◆ **EXERCISE OBJECTIVE**: Below are records to reproduce in full; copy them exactly but keep the pictures out.

◆ **INFORMATION SUPPLIED**:
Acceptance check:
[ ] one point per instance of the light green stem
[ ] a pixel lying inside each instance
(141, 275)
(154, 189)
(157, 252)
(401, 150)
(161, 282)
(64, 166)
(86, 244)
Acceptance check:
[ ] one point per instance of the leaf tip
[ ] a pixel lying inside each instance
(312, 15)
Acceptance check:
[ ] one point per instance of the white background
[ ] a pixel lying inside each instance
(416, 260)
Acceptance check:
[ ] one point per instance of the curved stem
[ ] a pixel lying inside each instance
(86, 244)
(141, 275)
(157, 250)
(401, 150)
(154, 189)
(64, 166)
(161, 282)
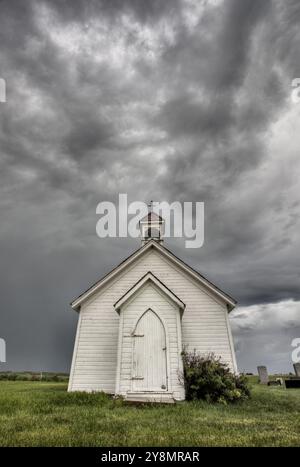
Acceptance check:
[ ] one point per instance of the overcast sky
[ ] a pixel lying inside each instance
(165, 100)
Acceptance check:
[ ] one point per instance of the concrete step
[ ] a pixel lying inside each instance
(150, 397)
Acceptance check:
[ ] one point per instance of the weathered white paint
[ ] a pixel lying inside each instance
(149, 369)
(168, 331)
(204, 323)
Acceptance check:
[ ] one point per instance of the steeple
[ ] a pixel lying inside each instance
(152, 226)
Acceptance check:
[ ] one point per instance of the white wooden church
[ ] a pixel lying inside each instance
(134, 322)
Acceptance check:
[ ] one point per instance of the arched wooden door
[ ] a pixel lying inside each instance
(149, 372)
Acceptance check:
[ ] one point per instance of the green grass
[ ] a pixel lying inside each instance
(44, 414)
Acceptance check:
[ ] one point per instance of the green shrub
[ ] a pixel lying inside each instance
(206, 377)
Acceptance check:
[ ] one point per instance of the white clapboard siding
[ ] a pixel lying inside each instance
(204, 323)
(170, 317)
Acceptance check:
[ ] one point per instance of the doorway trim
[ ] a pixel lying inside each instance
(168, 375)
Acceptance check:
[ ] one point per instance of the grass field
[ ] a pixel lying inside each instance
(44, 414)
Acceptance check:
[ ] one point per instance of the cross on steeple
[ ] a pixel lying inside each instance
(150, 206)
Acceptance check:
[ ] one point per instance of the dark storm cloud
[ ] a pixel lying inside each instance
(101, 94)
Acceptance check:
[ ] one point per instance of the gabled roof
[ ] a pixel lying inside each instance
(152, 244)
(148, 277)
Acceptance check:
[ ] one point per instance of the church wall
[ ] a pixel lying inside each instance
(204, 323)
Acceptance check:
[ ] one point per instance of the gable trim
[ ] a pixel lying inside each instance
(148, 277)
(231, 302)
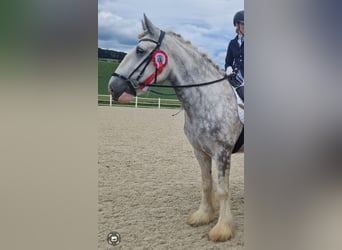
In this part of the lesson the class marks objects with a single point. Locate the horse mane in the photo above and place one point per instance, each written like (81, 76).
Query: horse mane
(204, 55)
(180, 38)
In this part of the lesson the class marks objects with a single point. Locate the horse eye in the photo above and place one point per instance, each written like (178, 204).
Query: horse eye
(140, 51)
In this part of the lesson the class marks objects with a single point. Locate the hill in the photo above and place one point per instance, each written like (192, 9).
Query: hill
(110, 54)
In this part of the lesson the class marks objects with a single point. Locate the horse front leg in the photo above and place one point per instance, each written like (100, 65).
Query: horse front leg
(223, 230)
(205, 213)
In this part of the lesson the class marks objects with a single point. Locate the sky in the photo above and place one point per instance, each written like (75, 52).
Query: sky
(208, 24)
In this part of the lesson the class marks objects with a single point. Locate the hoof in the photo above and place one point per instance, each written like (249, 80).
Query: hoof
(200, 218)
(221, 232)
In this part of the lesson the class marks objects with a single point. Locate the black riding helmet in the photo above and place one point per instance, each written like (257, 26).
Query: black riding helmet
(239, 17)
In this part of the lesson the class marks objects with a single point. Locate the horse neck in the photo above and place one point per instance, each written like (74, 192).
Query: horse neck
(192, 67)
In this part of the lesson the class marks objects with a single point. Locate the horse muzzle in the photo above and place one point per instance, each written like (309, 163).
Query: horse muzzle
(120, 89)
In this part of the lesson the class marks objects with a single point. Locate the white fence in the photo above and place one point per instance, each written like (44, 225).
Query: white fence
(104, 100)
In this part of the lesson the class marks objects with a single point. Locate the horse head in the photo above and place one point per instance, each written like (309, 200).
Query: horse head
(145, 64)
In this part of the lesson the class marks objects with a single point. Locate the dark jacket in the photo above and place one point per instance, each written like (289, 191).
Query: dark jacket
(235, 56)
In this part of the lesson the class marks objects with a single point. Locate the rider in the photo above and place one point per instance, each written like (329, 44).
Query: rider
(234, 65)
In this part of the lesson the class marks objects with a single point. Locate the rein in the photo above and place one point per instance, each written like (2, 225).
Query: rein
(133, 84)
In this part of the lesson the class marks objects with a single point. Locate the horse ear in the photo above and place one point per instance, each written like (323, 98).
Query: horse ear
(149, 27)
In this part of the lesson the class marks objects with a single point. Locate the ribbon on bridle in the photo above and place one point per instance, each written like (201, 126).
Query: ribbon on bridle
(159, 61)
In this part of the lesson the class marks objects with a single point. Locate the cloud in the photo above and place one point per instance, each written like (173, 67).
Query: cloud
(207, 24)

◆ **ANSWER TO THIS PROBLEM**:
Acceptance check:
[ ] one point per instance of the light green stem
[ ] a pixel lying inside each instance
(141, 275)
(154, 189)
(157, 252)
(401, 150)
(161, 282)
(64, 166)
(86, 244)
Acceptance check:
[ ] one point per instance of the leaf tip
[ ] a pixel lying inside each instance
(312, 15)
Acceptance check:
[ ] one point per instance of the white background
[ ] a pixel lying inside each instance
(416, 260)
Acceptance check:
[ ] one point per instance of the curved stem
[ ] a pixel lying inside each instance
(86, 244)
(141, 275)
(157, 250)
(401, 150)
(154, 189)
(64, 166)
(161, 282)
Acceptance check:
[ ] one point per instance of the overcast sky
[ ] a pixel lying inside each instance
(165, 100)
Acceptance check:
[ ] one point per instance of the concrete step
[ ] a pixel lying inside each instance
(150, 397)
Acceptance check:
[ ] one point per instance of the weathered white paint
[ ] a pixel lying inside each instance
(149, 369)
(168, 331)
(204, 323)
Acceptance check:
[ ] one point per instance of the steeple
[ ] a pixel lying inside each instance
(152, 226)
Acceptance check:
[ ] one point per instance of the white wooden church
[ ] a pixel lying inside each instance
(134, 322)
Acceptance check:
[ ] one point per instance of the arched wooden door
[ ] a pixel lying inside each instance
(149, 372)
Acceptance check:
[ ] one point per instance of the green grass
[ ] a pixel lying inside each instance
(44, 414)
Acceptance check:
[ ] one point per instance of the green shrub
[ ] a pixel lying inside each instance
(206, 377)
Acceptance check:
[ ] one point per instance of the white clapboard siding
[ ] a pixel lying inside each instance
(204, 323)
(170, 317)
Acceptance check:
[ ] one point per instance of the doorway trim
[ ] a pixel lying inside each instance
(168, 375)
Acceptance check:
[ ] one point per instance of the grass field
[ ] a pixel lying inside each instance
(44, 414)
Acceptance check:
[ ] one point per instance of the cross on steeple
[ ] a pixel lying inside each instance
(150, 206)
Acceptance check:
[ ] one point per instance of the dark storm cloud
[ ] a pixel lying inside each instance
(101, 94)
Acceptance check:
[ ] one point per instance of the gabled roof
[ ] a pixel lying inside each instance
(152, 244)
(148, 277)
Acceptance check:
[ ] one point per instance of the church wall
[ ] a pixel lying inside each instance
(204, 323)
Acceptance check:
[ ] one point per instance of the gable trim
[ ] a pixel lying inside each instance
(148, 277)
(231, 302)
In this part of the lesson the class marks objects with a single point. Locate the horse mane in the photo above and place one point per instance, each written like (81, 76).
Query: horse mane
(204, 55)
(180, 38)
In this part of the lesson the class marks objects with a single point. Locate the horse eye in the photo above and place one point per instance, each written like (178, 204).
Query: horse eye
(140, 51)
In this part of the lesson the class marks objects with a single point. Locate the hill in the photo above and place one point per instance, each written like (192, 9).
Query: hill
(110, 54)
In this part of the lesson the class marks objects with a single point. Locate the horse front leg in the photo above and place one point per instance, each written like (100, 65).
Query: horse front leg
(223, 230)
(205, 213)
In this part of the lesson the class marks objects with a single point. Locate the sky in the photo above and place one point per instance, each written like (75, 52).
Query: sky
(208, 24)
In this part of the lesson the class marks objects with a single point. Locate the hoof in the photo above and place one point per instance, each written like (249, 80).
Query: hoof
(200, 218)
(221, 232)
In this part of the lesson the class marks objects with a single point. Locate the black riding helmet in the photo above and place one point per instance, each written like (257, 26).
Query: black riding helmet
(239, 17)
In this part of the lesson the class marks objects with a single point. Locate the horse neck in the photo above and place one point per instance, each written like (74, 192).
Query: horse neck
(192, 67)
In this part of the lesson the class marks objects with a single point. Locate the horse muzzle in the photo above and place one point per instance, each written like (309, 163).
Query: horse muzzle
(120, 89)
In this part of the lesson the class marks objects with a single point. Locate the white fence in the photo above and place one point per instance, each written like (44, 225).
Query: white fence
(104, 100)
In this part of the lesson the class marks objects with a single point. Locate the horse head in the photo above and place one point per instance, each written like (309, 200).
Query: horse head
(145, 64)
In this part of the lesson the class marks objects with a single point. Locate the dark jacket in the photo above and place one point per instance, each written like (289, 191).
Query: dark jacket
(235, 56)
In this part of the lesson the class marks objects with a single point. Locate the rider in the photo above and place one point per instance, each written like (329, 44).
Query: rider
(234, 65)
In this part of the lesson the class marks objects with a single point. Locate the rein in the photo above and place one point per instance, each written like (2, 225).
Query: rein
(133, 84)
In this part of the lesson the class marks objects with a single point. Locate the horse ear in the photo above and place one point per instance, each written like (323, 98).
Query: horse ear
(149, 27)
In this part of the lesson the class marks objects with a single point. Locate the ribbon on bridle in the photo above and place one point per instance, each written like (201, 126).
Query: ribbon on bridle
(159, 61)
In this part of the lesson the class marks objects with a single point. Locate the cloud in the photo above and place one point per instance, each written like (173, 67).
Query: cloud
(207, 24)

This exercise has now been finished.